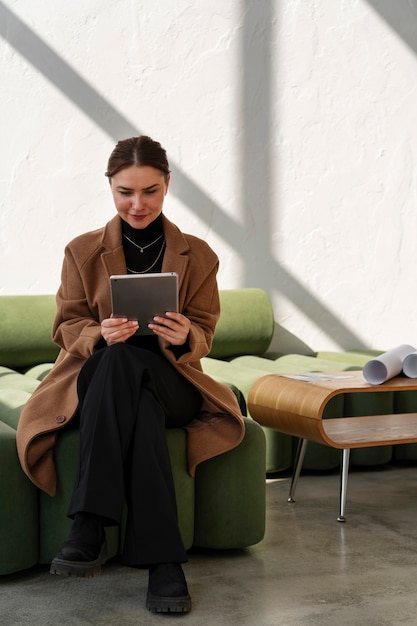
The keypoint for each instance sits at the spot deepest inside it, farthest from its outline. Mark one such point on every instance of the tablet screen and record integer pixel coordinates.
(142, 296)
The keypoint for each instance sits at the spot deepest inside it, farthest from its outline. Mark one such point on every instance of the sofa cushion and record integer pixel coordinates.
(246, 323)
(25, 330)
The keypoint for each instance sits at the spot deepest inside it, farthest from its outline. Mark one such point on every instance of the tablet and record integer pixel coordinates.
(142, 296)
= = =
_Stated goal_
Transcribe the listing above verbatim. Omit the pictures.

_Answer to the problem_
The keypoint for each instance sits at the spot deepest inside it, farthest from its outline. Mark one such point on every instance of the tablet screen and record integer pixel coordinates.
(142, 296)
The keypoint for each instance sits at the spot deepest inside it, farthest from its outline. Mark one such point on every instance of the sofa cushion and record integer pixel coordinates.
(246, 323)
(25, 330)
The keypoint for each instance sits at the spot deepest inside it, farthest from its outline. Mark one such point on every instance of the tablet and record integer pixel coordinates.
(142, 296)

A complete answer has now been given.